**SUPPLIED RECORDS:**
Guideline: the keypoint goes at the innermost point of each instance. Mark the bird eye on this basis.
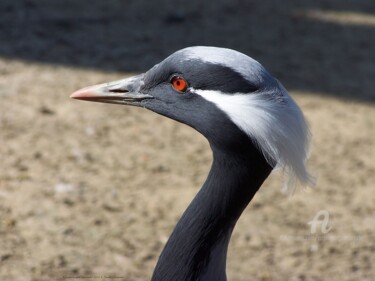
(179, 83)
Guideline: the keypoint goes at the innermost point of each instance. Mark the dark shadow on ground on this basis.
(306, 54)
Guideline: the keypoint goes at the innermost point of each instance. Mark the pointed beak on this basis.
(125, 91)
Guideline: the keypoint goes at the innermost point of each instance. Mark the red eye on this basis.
(179, 83)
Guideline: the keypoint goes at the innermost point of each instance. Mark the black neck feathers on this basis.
(197, 248)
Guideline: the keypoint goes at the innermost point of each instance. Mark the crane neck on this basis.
(197, 248)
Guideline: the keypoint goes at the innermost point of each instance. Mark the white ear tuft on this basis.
(273, 120)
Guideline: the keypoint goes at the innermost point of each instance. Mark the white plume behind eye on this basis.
(275, 123)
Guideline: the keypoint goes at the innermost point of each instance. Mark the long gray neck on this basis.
(197, 248)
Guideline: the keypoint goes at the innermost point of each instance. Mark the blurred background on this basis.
(94, 190)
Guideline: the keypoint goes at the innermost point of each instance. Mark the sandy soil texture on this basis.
(93, 190)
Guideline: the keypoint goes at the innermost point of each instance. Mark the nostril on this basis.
(118, 90)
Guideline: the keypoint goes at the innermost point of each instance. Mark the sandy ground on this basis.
(93, 190)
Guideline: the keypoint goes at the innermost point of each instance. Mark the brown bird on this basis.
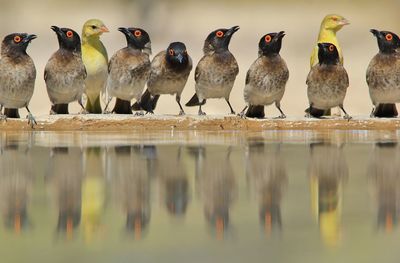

**EXERCISE:**
The whole listing must come back verbatim, with no pictures included.

**THE ANSWER:**
Guideline: the keypoint goes at the innermost point of each instance. Mark the bird eye on this basis.
(179, 83)
Guideline: the keypoint goes at the innermost point of each instance. Mark the dark shadow on ground on this basis.
(306, 54)
Guideline: the keypoint goes at the innermost point of each instance. Mark the pointed beak on this basis.
(125, 91)
Guideline: the keypoint goes at the innermost point of each instance. Mark the red eye on this basis.
(179, 83)
Guideline: the keypoint goes at the innermost point of each instance. Mark the black neck feathers on this basis.
(197, 248)
Guideline: the keypoint goes at the innermost point of each instance. Mark the crane neck on this basis.
(197, 248)
Guideline: the keypoint goes at the innermost point of each instance. Mark the white ear tuft on this basis.
(273, 120)
Guideline: the keypoint goes at the innermost point of each instance. Mark the white plume behind eye on this basis.
(275, 123)
Guideline: the keypoint goes at the innermost point of each instance. Mark the long gray neck on this basis.
(197, 248)
Guideline: the keypoint goes at the innermost point of each instance. Mark the blurred background on this basis.
(94, 190)
Guideline: the keypoint goes at the innermost point of each instance. Mark the sandy soil texture on this basis.
(93, 190)
Guideline: the keypoint goes at the innermost point of each instance. Mark the nostril on this basis.
(118, 90)
Guideline: the keypoint goes at the innermost point of each instance. Mark the sandy ground on this basis.
(93, 190)
Guideline: the keypoint goes at the innermost point of each instance. Mark the brown bird on this basis.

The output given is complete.